Records from a data collection
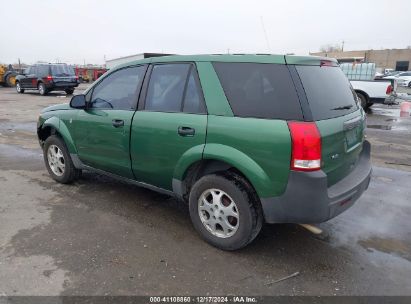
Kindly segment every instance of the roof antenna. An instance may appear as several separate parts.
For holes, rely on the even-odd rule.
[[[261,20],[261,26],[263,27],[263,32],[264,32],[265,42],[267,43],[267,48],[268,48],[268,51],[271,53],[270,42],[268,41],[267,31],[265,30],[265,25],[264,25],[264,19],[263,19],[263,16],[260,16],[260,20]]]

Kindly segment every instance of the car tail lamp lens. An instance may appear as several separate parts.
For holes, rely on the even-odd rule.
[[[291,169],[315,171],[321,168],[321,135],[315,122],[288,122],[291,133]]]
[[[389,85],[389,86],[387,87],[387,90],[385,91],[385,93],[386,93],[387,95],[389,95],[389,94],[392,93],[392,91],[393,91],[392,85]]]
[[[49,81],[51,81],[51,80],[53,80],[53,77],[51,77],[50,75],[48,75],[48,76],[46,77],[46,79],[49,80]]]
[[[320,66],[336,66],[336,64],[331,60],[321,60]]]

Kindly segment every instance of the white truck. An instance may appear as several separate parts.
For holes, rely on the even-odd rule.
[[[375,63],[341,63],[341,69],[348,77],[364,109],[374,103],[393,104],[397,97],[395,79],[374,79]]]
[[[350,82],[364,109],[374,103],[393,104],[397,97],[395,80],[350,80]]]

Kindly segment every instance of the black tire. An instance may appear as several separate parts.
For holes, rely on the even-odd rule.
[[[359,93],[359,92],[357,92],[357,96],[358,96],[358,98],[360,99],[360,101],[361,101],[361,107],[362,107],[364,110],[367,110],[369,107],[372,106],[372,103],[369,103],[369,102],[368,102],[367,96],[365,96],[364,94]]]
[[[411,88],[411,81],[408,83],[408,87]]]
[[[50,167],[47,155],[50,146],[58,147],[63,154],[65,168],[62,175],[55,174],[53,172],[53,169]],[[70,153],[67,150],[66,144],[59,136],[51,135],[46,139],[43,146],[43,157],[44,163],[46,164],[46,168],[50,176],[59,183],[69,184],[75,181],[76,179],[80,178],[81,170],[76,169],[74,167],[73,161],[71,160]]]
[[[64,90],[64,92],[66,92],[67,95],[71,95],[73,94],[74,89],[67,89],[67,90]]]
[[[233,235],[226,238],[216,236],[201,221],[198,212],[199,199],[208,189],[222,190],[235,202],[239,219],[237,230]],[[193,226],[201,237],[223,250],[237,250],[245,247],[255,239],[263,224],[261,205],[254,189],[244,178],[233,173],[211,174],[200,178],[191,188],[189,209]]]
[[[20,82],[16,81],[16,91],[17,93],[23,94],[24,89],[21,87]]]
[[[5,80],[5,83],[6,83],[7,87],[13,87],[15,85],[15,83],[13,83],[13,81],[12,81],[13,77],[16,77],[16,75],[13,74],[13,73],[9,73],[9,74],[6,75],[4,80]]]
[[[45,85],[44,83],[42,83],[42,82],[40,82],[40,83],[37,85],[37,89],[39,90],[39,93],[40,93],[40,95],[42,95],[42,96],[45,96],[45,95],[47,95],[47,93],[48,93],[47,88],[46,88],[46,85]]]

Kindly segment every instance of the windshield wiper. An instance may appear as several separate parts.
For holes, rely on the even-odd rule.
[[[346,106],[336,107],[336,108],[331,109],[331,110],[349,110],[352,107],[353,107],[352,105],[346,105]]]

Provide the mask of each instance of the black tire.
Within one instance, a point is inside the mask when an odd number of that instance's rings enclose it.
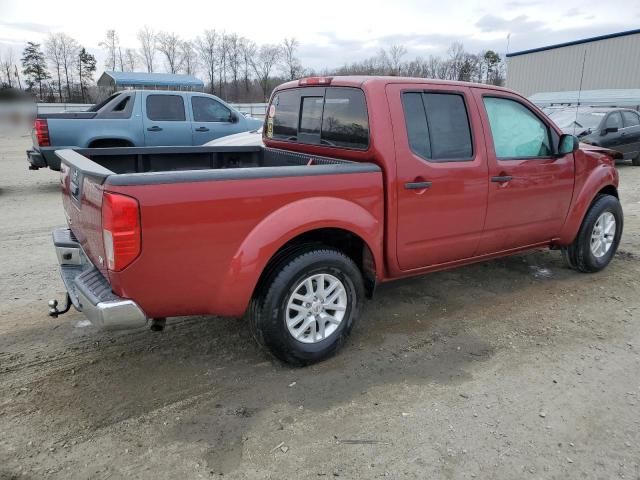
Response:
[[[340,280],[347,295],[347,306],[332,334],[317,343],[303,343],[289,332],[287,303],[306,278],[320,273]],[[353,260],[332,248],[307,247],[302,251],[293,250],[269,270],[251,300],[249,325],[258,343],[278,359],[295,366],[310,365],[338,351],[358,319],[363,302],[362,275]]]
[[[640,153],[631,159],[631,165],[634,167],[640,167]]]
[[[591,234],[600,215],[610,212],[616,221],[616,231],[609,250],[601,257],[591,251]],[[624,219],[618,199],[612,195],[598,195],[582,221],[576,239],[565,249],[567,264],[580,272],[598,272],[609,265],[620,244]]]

Directions for this task:
In the records above, take every line from the opening one through the line with "Kindly segment every instance of the car" and repeat it exactly; pictures are not part of the copy.

Output for this task:
Kindly segment every instance of the roof antenna. An instance may appear as several separate parts.
For holes, rely on the even-odd rule.
[[[261,20],[261,26],[263,27],[263,32],[264,32],[265,42],[267,43],[267,48],[268,48],[268,51],[271,53],[270,42],[268,41],[267,31],[265,30],[265,25],[264,25],[264,19],[263,19],[263,16],[260,16],[260,20]]]

Kindly segment every instance of the car tail lamp lens. An instance may appear as several separate parts.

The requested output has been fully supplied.